== PROBLEM DETAILS ==
Write out each of the records below word for word, omitting the pictures.
* Begin *
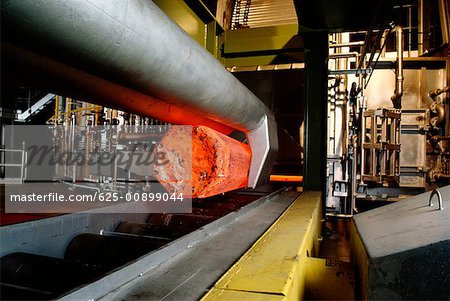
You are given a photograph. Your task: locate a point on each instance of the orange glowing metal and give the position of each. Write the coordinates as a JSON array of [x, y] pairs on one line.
[[219, 163], [286, 178]]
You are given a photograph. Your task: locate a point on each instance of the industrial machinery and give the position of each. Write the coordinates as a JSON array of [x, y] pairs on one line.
[[275, 116], [388, 130]]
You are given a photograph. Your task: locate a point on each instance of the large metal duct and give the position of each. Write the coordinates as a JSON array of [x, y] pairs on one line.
[[134, 44]]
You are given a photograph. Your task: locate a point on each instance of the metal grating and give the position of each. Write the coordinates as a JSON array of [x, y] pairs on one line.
[[263, 13]]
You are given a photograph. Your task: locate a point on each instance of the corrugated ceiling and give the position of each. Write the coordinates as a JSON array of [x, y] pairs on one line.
[[262, 13]]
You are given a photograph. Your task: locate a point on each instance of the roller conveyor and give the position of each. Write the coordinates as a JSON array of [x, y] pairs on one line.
[[87, 258]]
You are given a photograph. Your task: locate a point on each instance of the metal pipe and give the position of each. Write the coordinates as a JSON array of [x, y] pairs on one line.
[[398, 93], [437, 92], [348, 44], [25, 67], [439, 138], [439, 196], [444, 18], [134, 44], [137, 45]]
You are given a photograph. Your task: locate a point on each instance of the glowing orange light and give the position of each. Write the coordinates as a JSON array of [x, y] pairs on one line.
[[219, 163], [286, 178]]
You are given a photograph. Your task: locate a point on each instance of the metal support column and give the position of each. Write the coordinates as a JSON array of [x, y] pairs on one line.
[[316, 51]]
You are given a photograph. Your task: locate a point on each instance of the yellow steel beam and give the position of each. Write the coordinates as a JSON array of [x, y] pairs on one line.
[[275, 266]]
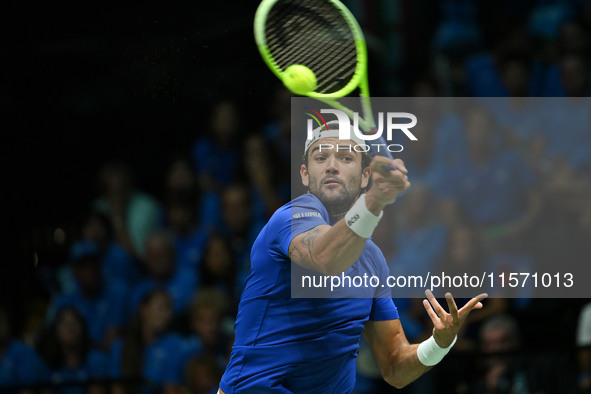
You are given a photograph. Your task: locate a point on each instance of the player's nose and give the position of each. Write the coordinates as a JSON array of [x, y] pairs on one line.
[[332, 165]]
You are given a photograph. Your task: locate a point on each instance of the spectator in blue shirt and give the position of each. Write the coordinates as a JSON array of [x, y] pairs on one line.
[[208, 337], [162, 272], [67, 351], [148, 351], [134, 213], [19, 364]]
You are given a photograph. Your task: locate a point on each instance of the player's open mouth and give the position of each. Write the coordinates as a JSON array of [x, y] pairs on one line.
[[331, 182]]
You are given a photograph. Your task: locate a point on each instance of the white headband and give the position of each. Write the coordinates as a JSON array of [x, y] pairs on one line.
[[319, 133]]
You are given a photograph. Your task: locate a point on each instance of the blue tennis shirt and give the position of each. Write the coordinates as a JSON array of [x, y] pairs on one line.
[[296, 345]]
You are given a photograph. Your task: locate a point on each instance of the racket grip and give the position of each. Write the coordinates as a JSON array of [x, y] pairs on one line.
[[383, 151]]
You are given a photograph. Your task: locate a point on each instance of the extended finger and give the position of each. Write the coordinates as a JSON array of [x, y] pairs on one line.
[[474, 303], [451, 304], [431, 312], [400, 165], [438, 308]]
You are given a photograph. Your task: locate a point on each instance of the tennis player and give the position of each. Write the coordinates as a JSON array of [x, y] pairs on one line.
[[309, 345]]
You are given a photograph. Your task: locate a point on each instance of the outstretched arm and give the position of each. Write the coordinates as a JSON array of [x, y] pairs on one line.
[[398, 360], [333, 249]]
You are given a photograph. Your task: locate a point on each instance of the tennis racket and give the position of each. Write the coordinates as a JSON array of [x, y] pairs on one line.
[[324, 36]]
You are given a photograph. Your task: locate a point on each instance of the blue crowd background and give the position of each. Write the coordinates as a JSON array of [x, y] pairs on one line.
[[146, 146]]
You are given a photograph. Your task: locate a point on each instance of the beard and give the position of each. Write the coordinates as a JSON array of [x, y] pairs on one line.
[[339, 199]]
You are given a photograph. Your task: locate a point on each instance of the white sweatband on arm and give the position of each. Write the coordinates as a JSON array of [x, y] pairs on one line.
[[360, 220], [429, 352]]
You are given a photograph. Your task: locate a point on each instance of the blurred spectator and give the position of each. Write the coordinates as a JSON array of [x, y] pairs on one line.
[[487, 73], [147, 349], [102, 303], [208, 337], [162, 272], [67, 350], [584, 344], [202, 375], [117, 262], [134, 214], [189, 236], [240, 227], [216, 155], [19, 364]]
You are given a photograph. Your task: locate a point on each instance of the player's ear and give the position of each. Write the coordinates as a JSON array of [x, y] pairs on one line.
[[304, 175], [365, 177]]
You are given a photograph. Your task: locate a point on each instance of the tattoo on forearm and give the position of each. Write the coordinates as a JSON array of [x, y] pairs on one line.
[[301, 251]]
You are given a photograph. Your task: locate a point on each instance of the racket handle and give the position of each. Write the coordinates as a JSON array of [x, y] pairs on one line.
[[383, 152]]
* End *
== SOLUTION TO THIS PROBLEM ==
You are given a photograph. Your task: locate a point on each instance of the orange glowing metal and give the position of each. Write the coordinates as a JSON array of [x, y] pairs on one line.
[[219, 163], [286, 178]]
You are given a photograph. Your task: locate a point on each instance of the industrial machinery and give the position of each. Write the coordinates as a JSON array of [x, y] pairs on one line.
[[275, 116], [388, 130]]
You are given a photograph. Your task: locate a point on each instance of the large metal duct and give the position of each. Write the coordinates as a JSON array of [x, y] pairs on one line.
[[134, 44]]
You are given a photograph. Your task: locate a point on each instance of the metal grating and give the position of each. Write the coordinates as a JSON array of [x, y] pairs on one line.
[[263, 13]]
You are given a photograph. Your task: locate a point on each instance of the corrugated ceiling and give the position of each. Write the coordinates as a JSON array of [x, y] pairs on one line.
[[262, 13]]
You are given a photograph. Your task: locate a point on each instance of the roller conveyor and give the position of each. Write the coordinates as a JSON array of [x, y] pairs on one line.
[[87, 258]]
You are given a photograph. Your task: locate a point on each instance of the metal pipe and give the position of each. Write the coordinates as a JSON array of [x, y] pairs on one line.
[[398, 93], [437, 92], [348, 44], [25, 67], [439, 138], [439, 196], [444, 18], [134, 44], [137, 45]]
You are given a photograph. Your task: locate a point on each instance of the glowing orange light and give the position of each. Write the coordinates as a JSON array of [x, y] pairs on one line.
[[219, 163], [286, 178]]
You are given a photograph. Your task: locate a point on each instance of the metal support column and give the position of each. Write the coordinates as a JSON array of [x, y] pairs on one line.
[[316, 51]]
You are given a photograph. Your task: locate a point on each instance of the yellow steel beam and give the position of each. Write the coordinates as a JSON array of [x, y] pairs on one line.
[[275, 266]]
You are given a photograph. Your task: locate a point on each instance of the player's nose and give the position of each. Write the coordinates as a JSON array of [x, y] pairs on one line.
[[332, 165]]
You are given a photograph. Your task: locate a point on each instance of the spectator in blue shirt and give the position of each. Write the coordinates as a JSON array of [x, y] pairs on one line.
[[208, 337], [162, 272], [67, 351], [148, 351], [134, 213], [19, 364]]
You are given a photograph. Your task: locate a point on each instance of the player's open mouth and give the position of each. Write the coordinates as a JSON array of [x, y] pairs on one line.
[[331, 182]]
You are given a photograph. Your task: locate a point on each instance of the white headband and give the position of each. Write the coordinates as a JSON array of [x, y] pairs on one line.
[[319, 133]]
You are given a photograph. Your task: locate a point on each instance of the blue tennis shirt and give the position of each. Write the coordinates as a JSON array of [x, y] pairs on one line.
[[296, 345]]
You are given a photograph. Your task: locate a point on each instance of the racket grip and give the position of each. Write the coordinates as a JSON array of [x, y] pairs on one line.
[[383, 151]]
You are given a photograph. Your task: locate a point on each instance of the extended finger and give the position of each. Write the coordinates as a JSON array of [x, y] pairs on one line.
[[474, 303], [451, 304], [431, 312], [400, 165], [438, 308]]
You are given a photograph. Your task: locate a point on each instance of the tennis player and give the position of each. Write the coordinates as a JSON array of [x, y] pairs on one line.
[[309, 345]]
You are given a photograph. Your task: locate a point on each instance of the outstretched arm and give the position of each. Write the coordinates as a JSON array of [x, y] pairs on one line.
[[398, 360], [333, 249]]
You are given a photograph. Your task: locate a point on each instance of the tennis racket and give the position of each. Write the coordinates as a JSON array of [x, y] pairs on one line.
[[324, 36]]
You are given a photograph. Your task: locate a point on each instance of the blue crowd background and give the position of each. Write the coordinates as a JSON array of [x, y] pairs on one line.
[[146, 146]]
You are given a photograph. Your task: locate a point on each instance of the beard and give the position of each. Write the coordinates as a JSON array of [x, y] pairs on one line.
[[339, 199]]
You are given a photograph. Your task: locate a point on each instance of the white sweatband on arm and give the position of each. Write the coordinates as a JSON array of [x, y] pairs on one line.
[[360, 220], [429, 352]]
You are given a photograph. Your task: locate a point on each instance of the blurred spectator and give the position of each. Write the coordinates as a JSON array of [x, y] pairs on one line.
[[487, 73], [147, 349], [102, 303], [208, 337], [162, 272], [67, 350], [584, 344], [202, 375], [117, 262], [134, 214], [189, 236], [240, 227], [216, 155], [19, 364]]
You are given a photograph. Your task: locate a point on each instance of the player's ear and give the position of each. Write the coordinates as a JSON array of [x, y] pairs on one line.
[[304, 175], [365, 177]]
You are given a photograph. Your task: locate a point on each instance of the tattoo on forearm and give the position of each. Write the coordinates as a JSON array of [x, y] pairs on one line.
[[301, 251]]
You are given a photograph. Your task: locate a point on each instance of the racket handle and give the position of each. Write the coordinates as a JSON array of [x, y] pairs on one line.
[[383, 152]]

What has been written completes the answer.